Lines from the one containing "Target: curved waterfall crest" through the end of the data are to be returned exactly, and no others.

▬▬▬▬▬▬

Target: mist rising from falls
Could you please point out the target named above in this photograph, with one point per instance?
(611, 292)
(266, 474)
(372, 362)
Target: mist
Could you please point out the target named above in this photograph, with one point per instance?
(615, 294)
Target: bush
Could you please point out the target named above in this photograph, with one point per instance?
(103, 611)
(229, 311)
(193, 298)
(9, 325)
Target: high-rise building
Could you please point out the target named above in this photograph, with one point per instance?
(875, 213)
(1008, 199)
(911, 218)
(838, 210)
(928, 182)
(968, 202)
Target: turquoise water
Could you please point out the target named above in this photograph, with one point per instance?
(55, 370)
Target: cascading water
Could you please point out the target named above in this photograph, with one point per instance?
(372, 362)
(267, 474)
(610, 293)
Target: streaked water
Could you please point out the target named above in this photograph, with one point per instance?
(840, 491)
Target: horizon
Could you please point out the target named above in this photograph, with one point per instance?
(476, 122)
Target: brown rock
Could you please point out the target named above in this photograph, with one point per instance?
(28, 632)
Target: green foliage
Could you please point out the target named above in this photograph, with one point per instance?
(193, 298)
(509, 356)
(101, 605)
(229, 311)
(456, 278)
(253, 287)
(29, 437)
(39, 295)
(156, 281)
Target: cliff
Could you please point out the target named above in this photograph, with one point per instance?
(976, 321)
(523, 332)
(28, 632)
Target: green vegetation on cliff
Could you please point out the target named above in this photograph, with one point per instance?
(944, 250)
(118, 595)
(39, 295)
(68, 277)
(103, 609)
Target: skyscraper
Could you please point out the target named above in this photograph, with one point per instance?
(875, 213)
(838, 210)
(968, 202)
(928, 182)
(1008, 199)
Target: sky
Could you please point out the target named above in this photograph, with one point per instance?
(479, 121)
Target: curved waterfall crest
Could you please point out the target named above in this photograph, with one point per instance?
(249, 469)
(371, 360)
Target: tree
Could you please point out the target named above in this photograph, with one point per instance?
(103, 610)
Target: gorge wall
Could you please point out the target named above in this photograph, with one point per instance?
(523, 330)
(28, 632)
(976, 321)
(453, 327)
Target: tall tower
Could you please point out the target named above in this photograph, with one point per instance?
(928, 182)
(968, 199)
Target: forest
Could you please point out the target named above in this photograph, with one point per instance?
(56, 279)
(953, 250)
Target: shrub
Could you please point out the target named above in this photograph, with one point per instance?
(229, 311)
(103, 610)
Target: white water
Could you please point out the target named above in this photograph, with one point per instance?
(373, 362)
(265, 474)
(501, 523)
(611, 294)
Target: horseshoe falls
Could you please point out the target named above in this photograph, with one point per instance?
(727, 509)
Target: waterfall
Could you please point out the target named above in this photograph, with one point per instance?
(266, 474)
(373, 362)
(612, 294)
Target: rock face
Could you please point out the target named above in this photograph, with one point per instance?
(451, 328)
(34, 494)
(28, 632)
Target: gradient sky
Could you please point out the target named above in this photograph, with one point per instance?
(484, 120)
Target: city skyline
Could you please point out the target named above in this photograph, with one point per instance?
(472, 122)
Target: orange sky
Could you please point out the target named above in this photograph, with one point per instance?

▬▬▬▬▬▬

Solution to the exercise:
Target: curved waterfall crest
Could you please point out the target named above in this photograph, with one point per instance?
(249, 469)
(371, 360)
Target: tree
Could you please point out the target named above in this photograph, with one point per instance?
(103, 610)
Target: gorge wall
Could you please point out the target named above in this photograph, with one point per instance?
(523, 330)
(28, 632)
(976, 321)
(453, 327)
Target: tall tower
Could you please point out the target named above in this photograph, with one point per instance?
(928, 182)
(968, 199)
Target: forest
Could you please point out the target named above in this photograph, with one point per instance?
(56, 279)
(953, 250)
Target: shrub
Could you please point out the target named above in this photograph, with one point per instance?
(229, 311)
(103, 610)
Target: white water
Could you please point out the target named above in this photograph, with one point per instance?
(373, 362)
(265, 474)
(501, 523)
(611, 294)
Target: horseshoe falls
Could you please point out the target named above in this photograph, with one point per instance?
(727, 509)
Target: waterfall
Could you please point out the target named above in this photograph, with one point per instance?
(266, 474)
(373, 362)
(612, 294)
Target: rock face
Could you please point out the target named above in this photograph, with one point per instance?
(451, 328)
(34, 494)
(28, 632)
Target: gradient sky
Could you please point out the target named above in this photograph, with one point per instance?
(484, 120)
Target: city skyline
Could you please point out the target named above in this photograph, with one point per instance?
(472, 122)
Target: orange sky
Could you please point out the target named above in this photograph, with one point per instance?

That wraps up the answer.